Render each line of the material below as a Markdown table with two columns, Row and Line, where Row holds a running count. Leave out blank lines.

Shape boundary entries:
□ □ □ □
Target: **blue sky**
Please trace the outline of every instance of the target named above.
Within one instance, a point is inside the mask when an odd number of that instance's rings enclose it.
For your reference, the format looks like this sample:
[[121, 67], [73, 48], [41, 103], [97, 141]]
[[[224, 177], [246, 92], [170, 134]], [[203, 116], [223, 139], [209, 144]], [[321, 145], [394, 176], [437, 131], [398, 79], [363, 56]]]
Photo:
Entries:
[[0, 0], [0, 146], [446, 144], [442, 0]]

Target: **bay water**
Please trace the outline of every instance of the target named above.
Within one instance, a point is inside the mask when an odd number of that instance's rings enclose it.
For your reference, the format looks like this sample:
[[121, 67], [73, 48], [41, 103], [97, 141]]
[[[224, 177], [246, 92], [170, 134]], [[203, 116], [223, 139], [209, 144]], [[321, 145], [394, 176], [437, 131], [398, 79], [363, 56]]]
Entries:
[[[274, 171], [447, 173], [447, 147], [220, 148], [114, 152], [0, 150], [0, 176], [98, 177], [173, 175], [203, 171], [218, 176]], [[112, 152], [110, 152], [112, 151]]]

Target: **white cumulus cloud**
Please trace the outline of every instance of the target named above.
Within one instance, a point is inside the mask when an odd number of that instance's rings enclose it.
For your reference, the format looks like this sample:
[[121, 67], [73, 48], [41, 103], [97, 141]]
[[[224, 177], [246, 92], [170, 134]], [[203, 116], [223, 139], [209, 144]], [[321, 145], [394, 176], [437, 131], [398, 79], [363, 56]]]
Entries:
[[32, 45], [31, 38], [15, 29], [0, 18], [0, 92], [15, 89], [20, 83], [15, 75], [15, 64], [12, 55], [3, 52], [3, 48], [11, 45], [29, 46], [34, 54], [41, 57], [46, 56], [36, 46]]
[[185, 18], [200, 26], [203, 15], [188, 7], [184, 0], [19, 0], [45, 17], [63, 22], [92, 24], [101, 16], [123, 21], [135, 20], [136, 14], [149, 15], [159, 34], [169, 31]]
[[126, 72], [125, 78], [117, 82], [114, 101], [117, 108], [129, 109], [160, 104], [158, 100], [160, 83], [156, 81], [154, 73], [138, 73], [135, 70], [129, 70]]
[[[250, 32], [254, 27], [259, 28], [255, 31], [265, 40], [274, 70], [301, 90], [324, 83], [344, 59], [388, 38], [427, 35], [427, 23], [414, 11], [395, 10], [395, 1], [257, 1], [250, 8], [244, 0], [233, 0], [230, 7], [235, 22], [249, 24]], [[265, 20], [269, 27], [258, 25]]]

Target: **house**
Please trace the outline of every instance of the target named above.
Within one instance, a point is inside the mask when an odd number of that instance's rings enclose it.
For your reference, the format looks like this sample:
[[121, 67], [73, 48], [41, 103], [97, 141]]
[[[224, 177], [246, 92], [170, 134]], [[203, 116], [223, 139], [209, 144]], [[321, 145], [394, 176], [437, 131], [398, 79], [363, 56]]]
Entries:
□ □ □ □
Response below.
| Row | Line |
|---|---|
| 1 | Target: **blue sky** |
| 2 | Please trace the outline of every instance of the target named above. |
| 3 | Within one instance, a point is inside the mask when an odd number of that instance's rings enclose it. |
| 4 | For your reference, the format looks like this sample: |
| 5 | [[121, 67], [73, 48], [41, 103], [97, 141]] |
| 6 | [[[224, 177], [246, 92], [170, 134]], [[203, 116], [223, 139], [209, 144]], [[321, 145], [394, 176], [437, 131], [398, 79], [363, 56]]] |
| 7 | Photo: |
| 8 | Entries: |
| 9 | [[0, 0], [0, 146], [446, 144], [442, 0]] |
| 10 | Target: **bay water** |
| 11 | Please trace the outline of every instance of the target named above. |
| 12 | Within one instance, a point is inside the mask when an odd number of that instance's rings enclose it. |
| 13 | For your reference, the format looks like this sample: |
| 14 | [[121, 67], [73, 48], [41, 103], [97, 141]] |
| 15 | [[[224, 177], [246, 92], [170, 134]], [[203, 116], [223, 139], [209, 144]], [[321, 145], [394, 176], [437, 131], [398, 79], [363, 56]]] |
| 16 | Entries: |
| 17 | [[[274, 171], [447, 173], [447, 147], [220, 148], [114, 152], [0, 150], [0, 176], [98, 177], [173, 175], [203, 171], [218, 176]], [[112, 152], [110, 152], [112, 151]]] |
| 18 | Target: **white cumulus cloud** |
| 19 | Please trace the outline of every instance of the target named above. |
| 20 | Within one instance, a point is inside the mask when an odd number of that instance's rings enclose it. |
| 21 | For your reference, the format looks like this sample: |
| 22 | [[121, 67], [73, 48], [41, 103], [97, 141]] |
| 23 | [[[224, 177], [246, 92], [170, 134]], [[203, 116], [223, 139], [209, 144]], [[321, 145], [394, 176], [437, 131], [398, 79], [363, 56]]] |
| 24 | Entries: |
| 25 | [[32, 45], [31, 38], [15, 29], [0, 18], [0, 92], [15, 89], [20, 83], [15, 75], [15, 64], [12, 55], [3, 52], [3, 48], [11, 45], [29, 46], [34, 54], [41, 57], [46, 56], [36, 46]] |
| 26 | [[185, 18], [200, 26], [203, 15], [188, 7], [184, 0], [19, 0], [45, 17], [63, 22], [92, 24], [101, 16], [123, 21], [135, 20], [136, 14], [149, 15], [159, 34], [169, 31]] |
| 27 | [[126, 72], [125, 78], [117, 82], [114, 101], [117, 108], [129, 109], [160, 104], [158, 100], [160, 83], [156, 81], [154, 73], [138, 73], [135, 70], [129, 70]] |
| 28 | [[[250, 32], [254, 27], [259, 28], [255, 31], [265, 40], [274, 70], [301, 90], [324, 83], [344, 59], [388, 38], [427, 35], [427, 23], [414, 11], [395, 10], [395, 1], [257, 1], [250, 8], [244, 0], [233, 0], [230, 7], [235, 22], [249, 24]], [[265, 20], [269, 27], [258, 25]]] |
| 29 | Target: **house** |
| 30 | Please trace the outline of every instance of the target named above. |
| 31 | Within one instance, a point is inside the mask when an odd number of that instance's rings enclose it. |
| 32 | For your reference, the format looks like this sample: |
| 33 | [[121, 67], [73, 48], [41, 103], [97, 141]] |
| 34 | [[[224, 177], [246, 92], [170, 134]], [[203, 116], [223, 139], [209, 144]], [[321, 145], [394, 176], [437, 131], [398, 79], [363, 56]]] |
| 35 | Entries: |